◆ **What this task involves**
What you return should be the complete listing, unchanged, with no pictures in it.

◆ **Input data**
• • •
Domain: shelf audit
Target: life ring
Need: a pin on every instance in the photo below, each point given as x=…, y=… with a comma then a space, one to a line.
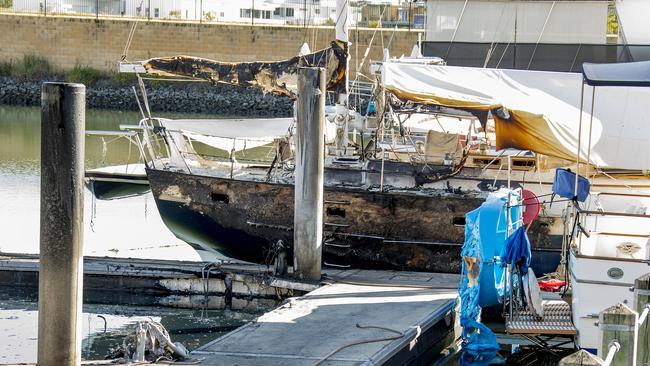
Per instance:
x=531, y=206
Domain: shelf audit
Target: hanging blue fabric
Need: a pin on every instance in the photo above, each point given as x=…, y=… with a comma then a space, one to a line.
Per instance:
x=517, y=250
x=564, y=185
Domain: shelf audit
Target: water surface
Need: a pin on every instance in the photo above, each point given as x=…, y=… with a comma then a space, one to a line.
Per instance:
• • •
◆ **Result of the exercise**
Domain: shelf audit
Target: life ring
Need: a pin on every instance in the photo below, each point given as x=…, y=… with a comma then a space, one to a line.
Per instance:
x=531, y=206
Domain: shelf audit
Target: hanging blue fabric
Need: a pin on every instance in the photo above, each point given as x=…, y=… with a comma then a space, one to a line.
Per instance:
x=517, y=250
x=564, y=185
Domain: shelf audit
Target: water surface
Need: a pin on every instance in the photo above, each point given as x=…, y=… with a comma then a space, one to a line.
Per instance:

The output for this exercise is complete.